We walked south along the vehicle track, to look down at the lagoon. More camping.

     
  And of course on the way back look north.

We seem to avoid the soft sand of beaches for walking. Though not always.

     
  Sunset
     
  The tides are confusing. Instead of the two tides per day, semi-diurnal, that I am used to, there is one not so big high tide and one hardly called a high tide.

I know about the Dodge Tides of Adelaide where the water flow is inhibited. But on this long coast there is not much to inhibit flow.

I learn there is an amphidromic point somewhere near Perth. They are points in ocean basins where there is little or no tidal movement. Tidal movement in the southern hemisphere is anticlockwise about these points. Clockwise in the northern hemisphere.

I think I'm missing something though. The amphidromic point satisfies my curiosity about the small tidal range, the height difference between low and high. The seeming one tide per day is simply a very small difference for the second tide.

I think ....

     
  In the meantime, admire the gulls and terns on the beach.

Almost impossible to catch the terns in flight over the ocean.

     
  Another day, another walk. The lagoon looking inland.

Slightly salty. Not much life.

     
  Though lots of flowers.
     
  We've walked along the beach, now returning along the track. Looking down on the lagoon area, complete with dump point and rubbish bins to our left, and road furniture.
     
  We wonder why so many flowers, and look for what is pollinating them.

We struggle to see insects or small birds.

* _Entries provided_

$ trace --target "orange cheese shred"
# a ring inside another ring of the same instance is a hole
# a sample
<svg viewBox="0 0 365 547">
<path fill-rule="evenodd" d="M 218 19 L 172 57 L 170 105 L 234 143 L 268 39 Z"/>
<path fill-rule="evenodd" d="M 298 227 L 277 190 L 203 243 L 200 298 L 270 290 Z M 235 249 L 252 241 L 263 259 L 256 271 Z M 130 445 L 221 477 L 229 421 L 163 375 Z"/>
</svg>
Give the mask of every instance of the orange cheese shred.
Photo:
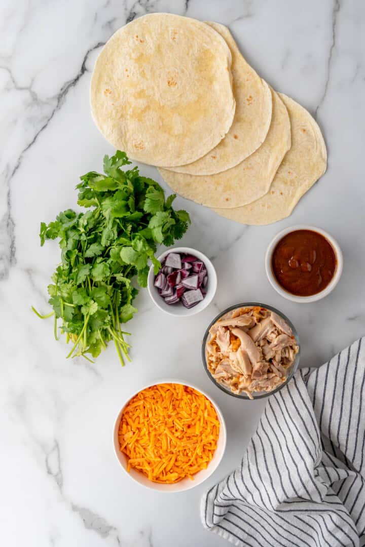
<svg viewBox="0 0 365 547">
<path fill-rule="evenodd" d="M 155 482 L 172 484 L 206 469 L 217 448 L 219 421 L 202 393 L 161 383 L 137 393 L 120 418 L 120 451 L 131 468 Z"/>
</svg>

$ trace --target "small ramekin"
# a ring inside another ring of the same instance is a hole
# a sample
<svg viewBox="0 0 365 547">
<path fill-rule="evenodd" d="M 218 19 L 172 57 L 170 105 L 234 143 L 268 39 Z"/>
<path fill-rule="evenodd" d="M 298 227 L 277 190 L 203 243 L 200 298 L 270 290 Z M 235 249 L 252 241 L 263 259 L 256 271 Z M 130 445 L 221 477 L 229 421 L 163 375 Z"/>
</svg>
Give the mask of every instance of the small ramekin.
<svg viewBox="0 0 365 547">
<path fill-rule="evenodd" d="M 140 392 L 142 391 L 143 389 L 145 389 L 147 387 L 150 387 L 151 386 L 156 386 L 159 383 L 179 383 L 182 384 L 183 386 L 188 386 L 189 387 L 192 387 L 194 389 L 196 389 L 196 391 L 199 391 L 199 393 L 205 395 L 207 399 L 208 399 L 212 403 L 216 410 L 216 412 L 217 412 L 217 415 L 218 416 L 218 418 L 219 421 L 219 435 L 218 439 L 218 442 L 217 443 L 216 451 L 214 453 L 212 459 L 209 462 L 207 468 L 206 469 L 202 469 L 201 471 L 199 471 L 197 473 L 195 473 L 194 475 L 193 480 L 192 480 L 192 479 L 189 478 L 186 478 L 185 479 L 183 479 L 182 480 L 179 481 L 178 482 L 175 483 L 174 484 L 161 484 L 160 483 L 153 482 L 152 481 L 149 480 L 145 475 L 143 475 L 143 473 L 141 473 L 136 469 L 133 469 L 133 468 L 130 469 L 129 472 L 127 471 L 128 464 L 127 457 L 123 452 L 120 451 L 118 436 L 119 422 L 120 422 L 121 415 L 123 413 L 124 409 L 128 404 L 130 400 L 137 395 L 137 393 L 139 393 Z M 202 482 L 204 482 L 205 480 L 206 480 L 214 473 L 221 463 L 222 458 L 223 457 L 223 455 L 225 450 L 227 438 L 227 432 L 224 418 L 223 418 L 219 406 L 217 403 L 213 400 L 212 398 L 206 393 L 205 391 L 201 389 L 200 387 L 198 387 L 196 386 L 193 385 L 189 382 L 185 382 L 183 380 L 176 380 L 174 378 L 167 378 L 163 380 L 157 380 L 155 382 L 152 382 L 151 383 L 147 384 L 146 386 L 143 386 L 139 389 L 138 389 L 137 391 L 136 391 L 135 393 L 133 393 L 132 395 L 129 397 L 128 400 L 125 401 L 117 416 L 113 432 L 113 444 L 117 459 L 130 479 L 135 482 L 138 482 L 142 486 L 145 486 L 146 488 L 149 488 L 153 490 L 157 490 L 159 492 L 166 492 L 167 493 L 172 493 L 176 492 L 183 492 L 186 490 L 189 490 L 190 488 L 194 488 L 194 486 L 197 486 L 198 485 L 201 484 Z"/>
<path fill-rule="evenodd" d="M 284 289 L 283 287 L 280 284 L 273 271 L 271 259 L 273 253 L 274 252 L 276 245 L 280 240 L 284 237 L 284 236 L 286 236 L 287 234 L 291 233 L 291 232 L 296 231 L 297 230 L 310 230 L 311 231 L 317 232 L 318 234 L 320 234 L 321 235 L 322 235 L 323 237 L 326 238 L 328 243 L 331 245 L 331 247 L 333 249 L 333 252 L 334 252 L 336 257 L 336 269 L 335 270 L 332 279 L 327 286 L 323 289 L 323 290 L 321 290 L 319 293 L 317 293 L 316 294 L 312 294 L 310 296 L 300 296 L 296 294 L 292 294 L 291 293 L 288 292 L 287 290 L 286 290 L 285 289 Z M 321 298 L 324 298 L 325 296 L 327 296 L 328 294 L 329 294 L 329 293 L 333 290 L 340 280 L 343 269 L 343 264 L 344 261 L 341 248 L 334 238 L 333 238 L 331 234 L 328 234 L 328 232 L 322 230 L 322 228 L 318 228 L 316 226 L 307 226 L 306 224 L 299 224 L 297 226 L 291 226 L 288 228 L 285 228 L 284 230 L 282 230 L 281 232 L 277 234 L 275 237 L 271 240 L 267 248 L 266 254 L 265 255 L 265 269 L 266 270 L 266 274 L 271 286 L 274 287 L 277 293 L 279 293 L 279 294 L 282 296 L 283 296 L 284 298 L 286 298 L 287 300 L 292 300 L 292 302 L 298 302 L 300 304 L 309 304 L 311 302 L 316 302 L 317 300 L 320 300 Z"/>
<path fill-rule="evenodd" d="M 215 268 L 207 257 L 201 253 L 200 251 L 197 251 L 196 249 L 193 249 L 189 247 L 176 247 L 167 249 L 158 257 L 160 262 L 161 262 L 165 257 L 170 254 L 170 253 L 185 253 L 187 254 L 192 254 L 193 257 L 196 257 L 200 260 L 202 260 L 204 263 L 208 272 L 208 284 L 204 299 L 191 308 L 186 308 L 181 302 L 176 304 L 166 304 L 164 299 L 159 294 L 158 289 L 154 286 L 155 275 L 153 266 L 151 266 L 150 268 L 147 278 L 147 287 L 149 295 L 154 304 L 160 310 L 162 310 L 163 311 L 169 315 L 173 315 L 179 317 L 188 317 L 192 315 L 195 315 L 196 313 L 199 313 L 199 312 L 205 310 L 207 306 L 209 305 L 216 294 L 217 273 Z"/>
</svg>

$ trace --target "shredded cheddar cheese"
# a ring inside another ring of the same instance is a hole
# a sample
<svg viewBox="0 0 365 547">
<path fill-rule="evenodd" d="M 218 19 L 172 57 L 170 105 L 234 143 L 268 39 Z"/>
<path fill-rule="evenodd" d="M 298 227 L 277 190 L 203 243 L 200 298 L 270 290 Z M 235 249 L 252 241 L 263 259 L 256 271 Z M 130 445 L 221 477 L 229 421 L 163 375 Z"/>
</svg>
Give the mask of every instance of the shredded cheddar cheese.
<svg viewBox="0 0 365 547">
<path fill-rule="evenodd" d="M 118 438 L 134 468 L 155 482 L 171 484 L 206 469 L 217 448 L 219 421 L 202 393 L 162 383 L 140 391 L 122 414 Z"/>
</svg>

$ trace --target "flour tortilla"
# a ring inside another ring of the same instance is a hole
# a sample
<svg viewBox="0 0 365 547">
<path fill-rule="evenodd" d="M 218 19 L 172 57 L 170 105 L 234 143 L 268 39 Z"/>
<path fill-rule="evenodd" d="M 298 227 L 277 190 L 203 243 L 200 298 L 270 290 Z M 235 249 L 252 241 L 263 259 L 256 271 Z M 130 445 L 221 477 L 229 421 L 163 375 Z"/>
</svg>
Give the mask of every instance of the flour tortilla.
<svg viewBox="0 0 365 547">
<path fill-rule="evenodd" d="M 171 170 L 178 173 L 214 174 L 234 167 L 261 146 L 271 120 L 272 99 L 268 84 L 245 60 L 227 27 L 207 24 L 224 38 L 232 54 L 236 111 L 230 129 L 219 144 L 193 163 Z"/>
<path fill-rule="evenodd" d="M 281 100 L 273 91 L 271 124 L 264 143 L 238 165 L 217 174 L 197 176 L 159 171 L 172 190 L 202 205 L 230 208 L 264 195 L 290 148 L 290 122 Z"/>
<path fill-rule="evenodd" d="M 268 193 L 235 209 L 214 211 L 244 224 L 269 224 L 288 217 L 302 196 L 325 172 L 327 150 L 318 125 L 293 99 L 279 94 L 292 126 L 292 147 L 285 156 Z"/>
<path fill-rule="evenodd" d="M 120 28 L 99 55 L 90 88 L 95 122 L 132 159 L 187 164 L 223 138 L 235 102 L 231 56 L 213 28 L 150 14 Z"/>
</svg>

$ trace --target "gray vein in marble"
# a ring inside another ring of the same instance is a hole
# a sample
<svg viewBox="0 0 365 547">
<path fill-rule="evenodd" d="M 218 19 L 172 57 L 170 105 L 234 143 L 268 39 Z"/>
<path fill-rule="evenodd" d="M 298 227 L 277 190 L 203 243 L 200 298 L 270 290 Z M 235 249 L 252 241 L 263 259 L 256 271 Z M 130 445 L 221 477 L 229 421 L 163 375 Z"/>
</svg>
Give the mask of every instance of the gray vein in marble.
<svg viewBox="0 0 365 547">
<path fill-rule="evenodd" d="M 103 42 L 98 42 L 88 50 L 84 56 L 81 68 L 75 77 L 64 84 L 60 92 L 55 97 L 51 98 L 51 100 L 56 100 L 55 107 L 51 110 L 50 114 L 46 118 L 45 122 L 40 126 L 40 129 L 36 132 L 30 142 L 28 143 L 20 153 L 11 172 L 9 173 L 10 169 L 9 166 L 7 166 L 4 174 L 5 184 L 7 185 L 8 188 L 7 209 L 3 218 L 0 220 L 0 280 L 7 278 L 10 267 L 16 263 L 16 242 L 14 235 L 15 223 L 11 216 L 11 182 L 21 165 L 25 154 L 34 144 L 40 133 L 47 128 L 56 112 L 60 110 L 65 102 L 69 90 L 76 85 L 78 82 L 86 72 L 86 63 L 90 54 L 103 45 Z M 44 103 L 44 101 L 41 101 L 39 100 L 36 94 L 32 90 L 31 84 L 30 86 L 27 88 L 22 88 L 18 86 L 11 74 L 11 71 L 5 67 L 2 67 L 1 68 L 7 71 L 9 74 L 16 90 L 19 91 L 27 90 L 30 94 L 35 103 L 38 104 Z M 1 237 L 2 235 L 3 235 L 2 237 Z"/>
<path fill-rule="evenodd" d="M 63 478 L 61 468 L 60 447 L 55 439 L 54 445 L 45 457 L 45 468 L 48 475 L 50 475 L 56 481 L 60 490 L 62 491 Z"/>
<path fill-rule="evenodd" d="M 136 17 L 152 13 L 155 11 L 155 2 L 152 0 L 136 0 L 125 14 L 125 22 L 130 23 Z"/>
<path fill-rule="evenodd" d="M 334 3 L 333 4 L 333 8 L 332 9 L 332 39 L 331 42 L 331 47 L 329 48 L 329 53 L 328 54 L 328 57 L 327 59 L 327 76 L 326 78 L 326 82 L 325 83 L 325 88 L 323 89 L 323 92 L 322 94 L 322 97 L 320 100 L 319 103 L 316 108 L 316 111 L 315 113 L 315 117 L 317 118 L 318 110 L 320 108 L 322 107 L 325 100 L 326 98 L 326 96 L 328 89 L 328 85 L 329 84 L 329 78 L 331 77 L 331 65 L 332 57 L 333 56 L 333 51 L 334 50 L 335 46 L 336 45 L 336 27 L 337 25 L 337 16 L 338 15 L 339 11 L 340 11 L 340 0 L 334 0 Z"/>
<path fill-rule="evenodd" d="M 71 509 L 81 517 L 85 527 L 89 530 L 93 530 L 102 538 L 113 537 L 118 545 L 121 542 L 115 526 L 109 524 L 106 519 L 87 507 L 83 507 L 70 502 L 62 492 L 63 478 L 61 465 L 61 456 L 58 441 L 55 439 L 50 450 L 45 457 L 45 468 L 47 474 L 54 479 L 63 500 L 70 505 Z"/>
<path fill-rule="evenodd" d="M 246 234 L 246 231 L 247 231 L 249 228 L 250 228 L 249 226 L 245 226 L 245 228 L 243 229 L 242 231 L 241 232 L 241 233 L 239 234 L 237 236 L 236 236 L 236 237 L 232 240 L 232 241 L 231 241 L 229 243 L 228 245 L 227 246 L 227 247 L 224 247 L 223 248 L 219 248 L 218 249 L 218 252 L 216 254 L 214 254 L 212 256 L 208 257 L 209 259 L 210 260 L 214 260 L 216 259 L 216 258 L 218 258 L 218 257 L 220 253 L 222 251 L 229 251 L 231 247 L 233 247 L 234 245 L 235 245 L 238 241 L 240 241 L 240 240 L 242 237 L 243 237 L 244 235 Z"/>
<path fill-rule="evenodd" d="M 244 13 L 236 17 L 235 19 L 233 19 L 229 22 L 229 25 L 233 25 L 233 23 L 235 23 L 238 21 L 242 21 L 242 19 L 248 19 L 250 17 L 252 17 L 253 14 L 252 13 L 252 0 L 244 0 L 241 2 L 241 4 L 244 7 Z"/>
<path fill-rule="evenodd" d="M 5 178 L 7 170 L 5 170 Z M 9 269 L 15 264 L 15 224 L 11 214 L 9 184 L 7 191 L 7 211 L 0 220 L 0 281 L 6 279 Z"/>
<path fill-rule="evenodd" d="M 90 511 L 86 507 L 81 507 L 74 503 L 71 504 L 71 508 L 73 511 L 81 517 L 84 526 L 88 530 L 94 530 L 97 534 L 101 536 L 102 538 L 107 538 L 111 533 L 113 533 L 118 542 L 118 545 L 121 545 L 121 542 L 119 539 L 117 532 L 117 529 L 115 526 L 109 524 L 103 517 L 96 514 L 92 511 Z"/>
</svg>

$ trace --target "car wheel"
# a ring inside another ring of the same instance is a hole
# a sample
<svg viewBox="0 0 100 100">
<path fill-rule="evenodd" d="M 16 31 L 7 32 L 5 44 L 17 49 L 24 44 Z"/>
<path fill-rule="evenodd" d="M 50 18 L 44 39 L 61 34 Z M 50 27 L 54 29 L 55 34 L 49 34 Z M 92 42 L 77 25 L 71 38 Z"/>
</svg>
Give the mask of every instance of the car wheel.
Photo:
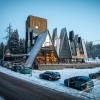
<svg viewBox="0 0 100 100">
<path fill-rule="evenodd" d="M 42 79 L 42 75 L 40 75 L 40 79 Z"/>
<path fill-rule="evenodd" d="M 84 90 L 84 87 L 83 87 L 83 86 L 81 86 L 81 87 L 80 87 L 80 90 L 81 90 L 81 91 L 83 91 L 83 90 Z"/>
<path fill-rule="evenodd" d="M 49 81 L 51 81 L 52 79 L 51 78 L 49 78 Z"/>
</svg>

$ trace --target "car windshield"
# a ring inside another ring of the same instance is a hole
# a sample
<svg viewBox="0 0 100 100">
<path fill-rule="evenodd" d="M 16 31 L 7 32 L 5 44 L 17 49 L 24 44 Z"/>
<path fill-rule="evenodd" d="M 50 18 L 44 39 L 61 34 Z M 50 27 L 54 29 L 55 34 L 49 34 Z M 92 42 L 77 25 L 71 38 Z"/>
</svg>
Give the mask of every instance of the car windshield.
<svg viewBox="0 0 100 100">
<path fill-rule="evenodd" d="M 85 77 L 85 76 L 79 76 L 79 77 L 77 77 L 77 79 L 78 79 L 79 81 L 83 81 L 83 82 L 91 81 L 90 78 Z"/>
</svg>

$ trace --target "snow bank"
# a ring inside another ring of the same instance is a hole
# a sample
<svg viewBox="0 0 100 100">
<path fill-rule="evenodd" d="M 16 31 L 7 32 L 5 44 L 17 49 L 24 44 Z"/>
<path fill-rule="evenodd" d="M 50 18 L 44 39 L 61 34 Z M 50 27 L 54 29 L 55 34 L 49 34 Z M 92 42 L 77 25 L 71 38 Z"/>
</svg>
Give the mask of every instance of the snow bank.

* _Task set_
- 1) According to the coastal walk passage, in which direction does tidal movement run about amphidromic points in the southern hemisphere?
- 2) Please reproduce the coastal walk passage word for word, from "We walked south" up to and including "to inhibit flow.".
- 3) Write the next part of the coastal walk passage, carrying on after its last sentence.

* _Outputs for the tasks_
- 1) Anticlockwise.

- 2)
We walked south along the vehicle track, to look down at the lagoon. More camping.

     
  And of course on the way back look north.

We seem to avoid the soft sand of beaches for walking. Though not always.

     
  Sunset
     
  The tides are confusing. Instead of the two tides per day, semi-diurnal, that I am used to, there is one not so big high tide and one hardly called a high tide.

I know about the Dodge Tides of Adelaide where the water flow is inhibited. But on this long coast there is not much to inhibit flow.

- 3)
  Beyond the reef, more than a couple of km away, we see passing whales. Occasionally entertaining us with something other than swimming their way south.
     
  And closer to land, in the shallows, we see passing hump backed dolphins.
     
  Mulla mulla to remind us of when we first reached the desert west of Alice Springs.

We look at plant taxonomy, family, genus, species. Realising that the various shapes of mulla mulla are identified as different species. And the genus is much broader than we realised.

     
  The prickly looking plant in the centre holds the dunes together, sending out runners to expand its territory.
     
  Walking northwards along the top of the cliff to Bulbarli Well a convenient lookout.
     
  Watched by ...
     
  ... and watching the wind, it is a constant wind not a breeze, try in vain to send the waves back whence they came.
     
  We haven't seen many red flowers. Mostly white, yellow, blue or pink.
     
  At last. A butterfly.

Struggling in the wind.

     
  The windmill is no longer functional.

Replaced by a couple of solar panels and a pump.

     
  Eastern Australia has grey kangaroos. Western Australia has red.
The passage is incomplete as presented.